## Directions:
Reproduce word for word the part of the items that opens with the line containing "[locate] brown wetland" and runs through the end of the items, including both ends.

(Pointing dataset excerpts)

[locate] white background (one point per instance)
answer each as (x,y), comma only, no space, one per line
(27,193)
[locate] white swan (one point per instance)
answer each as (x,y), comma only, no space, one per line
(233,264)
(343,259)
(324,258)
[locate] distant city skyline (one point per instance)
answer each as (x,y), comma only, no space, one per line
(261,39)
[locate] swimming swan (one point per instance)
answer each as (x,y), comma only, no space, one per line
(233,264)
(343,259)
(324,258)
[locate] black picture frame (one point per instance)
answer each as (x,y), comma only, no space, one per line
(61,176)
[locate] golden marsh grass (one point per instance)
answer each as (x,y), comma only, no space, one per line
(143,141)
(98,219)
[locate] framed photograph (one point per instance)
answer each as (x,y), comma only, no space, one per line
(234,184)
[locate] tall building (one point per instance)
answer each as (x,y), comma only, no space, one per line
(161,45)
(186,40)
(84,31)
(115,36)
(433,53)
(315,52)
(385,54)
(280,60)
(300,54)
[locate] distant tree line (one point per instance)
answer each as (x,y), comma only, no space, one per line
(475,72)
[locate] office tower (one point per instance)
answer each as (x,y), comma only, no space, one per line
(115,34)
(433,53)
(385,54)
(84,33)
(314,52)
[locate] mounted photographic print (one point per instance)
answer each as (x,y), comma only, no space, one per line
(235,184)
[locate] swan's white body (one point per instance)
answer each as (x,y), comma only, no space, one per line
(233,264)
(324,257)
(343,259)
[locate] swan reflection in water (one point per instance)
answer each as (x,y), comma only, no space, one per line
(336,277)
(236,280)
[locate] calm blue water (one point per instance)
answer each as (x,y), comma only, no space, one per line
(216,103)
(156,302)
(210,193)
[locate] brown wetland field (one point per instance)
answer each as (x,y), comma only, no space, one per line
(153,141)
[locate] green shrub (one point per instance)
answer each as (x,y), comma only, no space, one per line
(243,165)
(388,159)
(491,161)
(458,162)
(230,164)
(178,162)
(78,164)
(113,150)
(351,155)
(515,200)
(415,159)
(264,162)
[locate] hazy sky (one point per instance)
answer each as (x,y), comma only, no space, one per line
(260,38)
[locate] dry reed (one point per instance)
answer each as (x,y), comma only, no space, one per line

## Reply:
[locate] brown wetland field (one point per instance)
answer each as (x,y), comma only, no space, one per line
(153,141)
[locate] green shrub (one point per instance)
answer each as (x,y), comma only, no space, one per line
(243,165)
(388,159)
(491,161)
(458,162)
(230,164)
(178,162)
(78,164)
(113,150)
(351,155)
(515,200)
(415,159)
(264,162)
[locate] hazy sky (one point per instance)
answer each as (x,y), comma only, no space, one per line
(260,38)
[locate] dry reed (one point per instance)
answer each as (x,y), comma only, no space, one per line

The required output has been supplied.